*Exercise directions:* Take the lines below beginning at the line that has "Query: girl in pink shirt" and stopping after the line that has "For every instance of the white", and print them exactly as they are, with no other lines.

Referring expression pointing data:
= = = = = = =
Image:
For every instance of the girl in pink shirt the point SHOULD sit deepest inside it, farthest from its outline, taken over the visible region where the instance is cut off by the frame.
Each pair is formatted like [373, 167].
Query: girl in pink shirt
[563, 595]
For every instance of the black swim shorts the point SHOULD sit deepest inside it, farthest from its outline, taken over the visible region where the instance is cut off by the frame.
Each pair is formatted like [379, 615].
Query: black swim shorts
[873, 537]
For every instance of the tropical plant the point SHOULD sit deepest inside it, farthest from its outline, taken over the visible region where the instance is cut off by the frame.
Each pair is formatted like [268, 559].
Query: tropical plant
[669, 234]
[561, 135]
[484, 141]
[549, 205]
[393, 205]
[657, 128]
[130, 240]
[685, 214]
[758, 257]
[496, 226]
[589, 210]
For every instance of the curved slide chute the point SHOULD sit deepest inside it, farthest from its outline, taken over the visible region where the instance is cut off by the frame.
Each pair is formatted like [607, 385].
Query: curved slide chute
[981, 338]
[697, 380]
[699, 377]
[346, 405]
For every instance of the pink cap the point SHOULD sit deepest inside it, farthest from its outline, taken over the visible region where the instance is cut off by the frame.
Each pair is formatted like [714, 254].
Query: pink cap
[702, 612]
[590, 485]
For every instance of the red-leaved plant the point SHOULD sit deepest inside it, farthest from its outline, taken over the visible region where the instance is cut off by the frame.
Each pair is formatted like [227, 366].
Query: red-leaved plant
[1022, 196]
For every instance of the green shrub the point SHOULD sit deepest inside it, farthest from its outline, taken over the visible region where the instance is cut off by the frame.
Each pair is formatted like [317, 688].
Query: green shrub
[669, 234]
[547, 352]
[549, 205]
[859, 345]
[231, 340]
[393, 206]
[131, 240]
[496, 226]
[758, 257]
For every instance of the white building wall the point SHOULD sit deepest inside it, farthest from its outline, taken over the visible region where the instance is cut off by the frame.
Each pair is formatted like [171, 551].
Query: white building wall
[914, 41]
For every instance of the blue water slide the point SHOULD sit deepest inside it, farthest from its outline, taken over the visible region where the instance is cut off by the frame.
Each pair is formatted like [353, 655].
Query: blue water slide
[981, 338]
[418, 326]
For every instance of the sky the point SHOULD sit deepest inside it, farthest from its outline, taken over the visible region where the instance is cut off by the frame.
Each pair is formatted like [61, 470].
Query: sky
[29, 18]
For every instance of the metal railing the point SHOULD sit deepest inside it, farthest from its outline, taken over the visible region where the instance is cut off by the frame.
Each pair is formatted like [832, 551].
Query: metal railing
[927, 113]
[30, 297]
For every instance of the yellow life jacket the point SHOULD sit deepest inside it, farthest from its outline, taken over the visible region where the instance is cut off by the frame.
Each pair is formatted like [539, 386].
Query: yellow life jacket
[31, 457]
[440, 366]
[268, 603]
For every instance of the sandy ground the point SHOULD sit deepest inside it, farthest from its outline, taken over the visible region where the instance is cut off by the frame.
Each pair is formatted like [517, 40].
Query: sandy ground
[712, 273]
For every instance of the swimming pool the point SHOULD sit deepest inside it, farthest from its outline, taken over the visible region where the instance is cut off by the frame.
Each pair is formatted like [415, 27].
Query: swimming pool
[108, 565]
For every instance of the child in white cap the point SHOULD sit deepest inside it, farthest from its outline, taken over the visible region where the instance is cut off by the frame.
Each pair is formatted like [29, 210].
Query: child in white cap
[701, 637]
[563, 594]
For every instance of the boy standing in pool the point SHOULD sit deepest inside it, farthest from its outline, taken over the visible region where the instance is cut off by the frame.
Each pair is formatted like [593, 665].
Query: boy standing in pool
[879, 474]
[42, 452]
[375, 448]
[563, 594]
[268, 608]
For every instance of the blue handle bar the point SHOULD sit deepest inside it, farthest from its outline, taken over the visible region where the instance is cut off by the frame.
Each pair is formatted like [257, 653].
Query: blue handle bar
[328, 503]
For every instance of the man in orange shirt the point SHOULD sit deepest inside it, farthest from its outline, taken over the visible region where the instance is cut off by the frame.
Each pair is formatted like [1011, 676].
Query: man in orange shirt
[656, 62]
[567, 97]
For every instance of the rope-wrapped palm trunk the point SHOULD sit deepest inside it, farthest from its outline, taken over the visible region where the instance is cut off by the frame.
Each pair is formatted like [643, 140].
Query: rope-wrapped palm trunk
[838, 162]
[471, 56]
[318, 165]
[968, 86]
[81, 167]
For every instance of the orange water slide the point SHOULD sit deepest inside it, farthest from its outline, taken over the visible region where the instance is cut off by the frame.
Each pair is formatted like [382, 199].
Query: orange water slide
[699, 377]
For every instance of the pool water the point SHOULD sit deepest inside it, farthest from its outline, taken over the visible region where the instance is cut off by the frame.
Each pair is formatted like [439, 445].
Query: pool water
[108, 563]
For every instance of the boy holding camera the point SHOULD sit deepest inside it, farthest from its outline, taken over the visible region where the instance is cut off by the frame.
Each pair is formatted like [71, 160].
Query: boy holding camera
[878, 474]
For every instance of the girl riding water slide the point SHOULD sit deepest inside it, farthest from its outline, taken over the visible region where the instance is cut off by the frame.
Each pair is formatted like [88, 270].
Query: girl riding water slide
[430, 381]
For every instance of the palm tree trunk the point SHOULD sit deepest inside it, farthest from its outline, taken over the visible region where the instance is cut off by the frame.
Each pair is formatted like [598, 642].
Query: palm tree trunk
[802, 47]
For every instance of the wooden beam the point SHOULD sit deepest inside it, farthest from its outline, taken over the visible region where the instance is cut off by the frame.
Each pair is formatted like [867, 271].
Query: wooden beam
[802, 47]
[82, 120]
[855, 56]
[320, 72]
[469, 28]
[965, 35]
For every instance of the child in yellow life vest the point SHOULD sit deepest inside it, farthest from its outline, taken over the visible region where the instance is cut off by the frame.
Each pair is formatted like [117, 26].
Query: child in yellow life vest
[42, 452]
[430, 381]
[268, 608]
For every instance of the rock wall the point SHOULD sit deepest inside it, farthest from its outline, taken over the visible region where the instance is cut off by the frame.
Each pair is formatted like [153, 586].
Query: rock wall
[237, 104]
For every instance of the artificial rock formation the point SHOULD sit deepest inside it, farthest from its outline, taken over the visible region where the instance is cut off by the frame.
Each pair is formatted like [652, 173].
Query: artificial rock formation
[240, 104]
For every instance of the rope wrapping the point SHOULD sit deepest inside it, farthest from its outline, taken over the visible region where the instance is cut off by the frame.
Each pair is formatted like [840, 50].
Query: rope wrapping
= = = = = = =
*Response to this exercise:*
Query: girl in pink shirt
[563, 595]
For every instance of the black swim shorts the point SHOULD sit deepest inside it, farthest from its outline, taken over the visible region where the instance is cut off by the frame.
Each pair is formatted like [379, 615].
Query: black swim shorts
[873, 537]
For every instance of the tropical plant the point SHOULD sit deepest inside it, farthest from its outline, taken over the visible region where the instance is cut off by the frame.
Each pair is formatted like [268, 559].
Query: tropical plant
[669, 234]
[561, 135]
[484, 141]
[549, 205]
[393, 205]
[657, 128]
[130, 240]
[685, 214]
[758, 257]
[496, 226]
[589, 210]
For every instance of the curved slide chute the point SHOULD sit deepest inside it, farthest from its outline, taken over the visible region where the instance is cut off by the frame.
Each pair is formatted like [607, 385].
Query: curved slide chute
[981, 338]
[697, 380]
[699, 377]
[346, 405]
For every instance of the pink cap the point SHOULD sit deepest inside it, farthest from its outline, taken over the visible region where the instance is cut off by the frame.
Each pair is formatted like [714, 254].
Query: pink cap
[702, 612]
[590, 485]
For every instance of the red-leaved plant the point SHOULD sit deepest inside it, farthest from its outline, taken over the visible region where the instance is cut off by the frame.
Each pair is formatted like [227, 366].
Query: red-leaved plant
[1022, 196]
For every instance of the green shrub the point SHOULD sit deepest inside it, farthest from its outline, taken over the visible region where the instance is cut off by the frame.
Each pair is formatted like [317, 688].
Query: green shrub
[669, 234]
[547, 352]
[549, 205]
[859, 345]
[231, 340]
[393, 206]
[131, 240]
[496, 226]
[758, 257]
For every instance of the white building wall the point SHOULD sit deepest inside it, farthest from its outline, taken over the visible region where the instance is cut off by the frame.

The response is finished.